◆ **Provided data**
┌────────
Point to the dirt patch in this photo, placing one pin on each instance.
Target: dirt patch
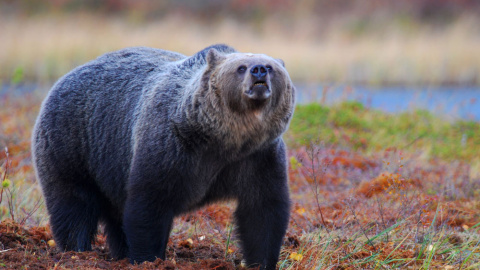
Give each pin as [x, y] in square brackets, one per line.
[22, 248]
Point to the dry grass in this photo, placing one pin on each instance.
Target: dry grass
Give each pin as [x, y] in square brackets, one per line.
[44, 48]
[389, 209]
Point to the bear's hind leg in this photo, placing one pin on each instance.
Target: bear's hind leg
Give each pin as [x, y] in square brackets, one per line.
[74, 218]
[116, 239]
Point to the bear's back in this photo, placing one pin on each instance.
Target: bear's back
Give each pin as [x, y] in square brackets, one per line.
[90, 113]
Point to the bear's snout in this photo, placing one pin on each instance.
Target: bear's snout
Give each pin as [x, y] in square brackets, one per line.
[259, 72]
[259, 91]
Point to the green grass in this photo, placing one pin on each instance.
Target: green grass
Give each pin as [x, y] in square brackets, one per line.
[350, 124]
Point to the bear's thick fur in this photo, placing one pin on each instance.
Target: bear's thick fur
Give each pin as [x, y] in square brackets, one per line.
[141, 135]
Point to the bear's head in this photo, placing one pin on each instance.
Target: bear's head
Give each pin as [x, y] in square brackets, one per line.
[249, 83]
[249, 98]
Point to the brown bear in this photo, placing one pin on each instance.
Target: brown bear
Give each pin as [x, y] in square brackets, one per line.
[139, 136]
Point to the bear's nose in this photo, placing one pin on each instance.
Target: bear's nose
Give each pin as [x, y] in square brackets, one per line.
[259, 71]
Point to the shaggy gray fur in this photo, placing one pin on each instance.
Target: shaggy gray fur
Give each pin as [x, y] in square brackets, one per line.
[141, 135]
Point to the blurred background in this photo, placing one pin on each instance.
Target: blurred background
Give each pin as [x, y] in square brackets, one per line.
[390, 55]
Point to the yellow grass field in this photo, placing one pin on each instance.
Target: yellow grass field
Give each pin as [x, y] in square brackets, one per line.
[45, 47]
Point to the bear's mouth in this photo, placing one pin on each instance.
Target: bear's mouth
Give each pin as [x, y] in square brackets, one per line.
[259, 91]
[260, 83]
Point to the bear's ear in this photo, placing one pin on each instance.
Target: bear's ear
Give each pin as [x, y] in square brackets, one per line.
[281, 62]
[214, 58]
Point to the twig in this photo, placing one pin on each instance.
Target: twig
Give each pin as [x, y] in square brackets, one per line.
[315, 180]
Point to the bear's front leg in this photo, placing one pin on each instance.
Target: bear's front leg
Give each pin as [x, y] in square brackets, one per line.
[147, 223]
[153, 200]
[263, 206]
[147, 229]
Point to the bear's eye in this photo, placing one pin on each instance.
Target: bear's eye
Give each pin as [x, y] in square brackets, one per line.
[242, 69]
└────────
◆ **Description of the task**
Print the data again word for word, pictures excluded.

◆ **Output of the task**
Point to the dirt patch in this photo, placing one pin on each instance.
Target: dirt patch
Give each pin as [x, y] in square brackets, one per line.
[22, 248]
Point to the dry grass in this photo, placing one pin on each instance.
Target: dry grass
Give each pin as [x, y] in square brackets, one per line.
[44, 48]
[389, 209]
Point to the bear's hind leg in this photo, placing one pin on each instance.
Target: bear's hind leg
Give each pin as [x, y] in square brackets, one per line.
[74, 218]
[116, 239]
Point to the bear's back in this photo, placing one pin on each instance.
Target: bear's back
Give each pin as [x, y] in square brackets, one per line.
[90, 113]
Point to the bear's snout in this photo, placing one pin on each instance.
Target: bear's snout
Give each pin as [x, y] in square brackets, one per line.
[259, 72]
[259, 91]
Point to the green grass in this photo, placing one pin on each instance.
Target: green grass
Give each pin as [x, y] in square brackets, one per line.
[350, 124]
Point to the bear's thick fur in this photo, placing one pin on each instance.
Target: bear's thick fur
Give each pin as [x, y] in square brackets, one per line.
[141, 135]
Point to the bear's head in this photo, placing one pin on each instance.
Target: bear's head
Give each pin as [x, y] in square brackets, one per line.
[249, 83]
[249, 98]
Point to the brown bear in this photo, placing one pin on each instance.
Target: brown bear
Give each pin as [x, y] in square brackets, one per line.
[139, 136]
Point to the bear's nose in this photo, placing one pin on each instance.
Target: bear's nose
Give each pin as [x, y] in square brackets, one per line.
[259, 71]
Point to the shaggy gray fur in this photo, placing one pin on each instance.
Target: shaggy gray fur
Give each pin as [x, y] in square brackets, one per line.
[141, 135]
Point to the blurred background in this photo, placing one pin on each instance.
Target: blurred background
Give each pin as [x, y] in square brackets, one per line.
[390, 55]
Point to the yellow grass field in this photo, placing one pin on each instance.
Target: yellow grass field
Give each pin as [x, y] in square brackets, one per line.
[45, 47]
Point to the bear's mouth in this photo, placing one pin on each instance.
Target: bear's mouth
Give each pin as [x, y] in square brackets, one per line.
[259, 91]
[260, 83]
Point to the bear's ear in this photo, placing one pin on each instance.
Target: bear's ear
Give each pin as [x, y] in square brackets, one per line.
[281, 62]
[214, 58]
Point to the twig in this photo, placing one pin on each instance.
Target: twig
Give each pin as [x, y] in square brackets, one per line.
[315, 180]
Point to the bear's front leg in this photo, placing one pin on each instance.
Target: bear's front leg
Give each pin as [x, y] in square brackets, one per line.
[147, 223]
[153, 200]
[263, 206]
[147, 229]
Point to the bear's eye in this photo, placing one pin on each instance.
Target: bear's eye
Give each pin as [x, y] in square brackets, one per line.
[242, 69]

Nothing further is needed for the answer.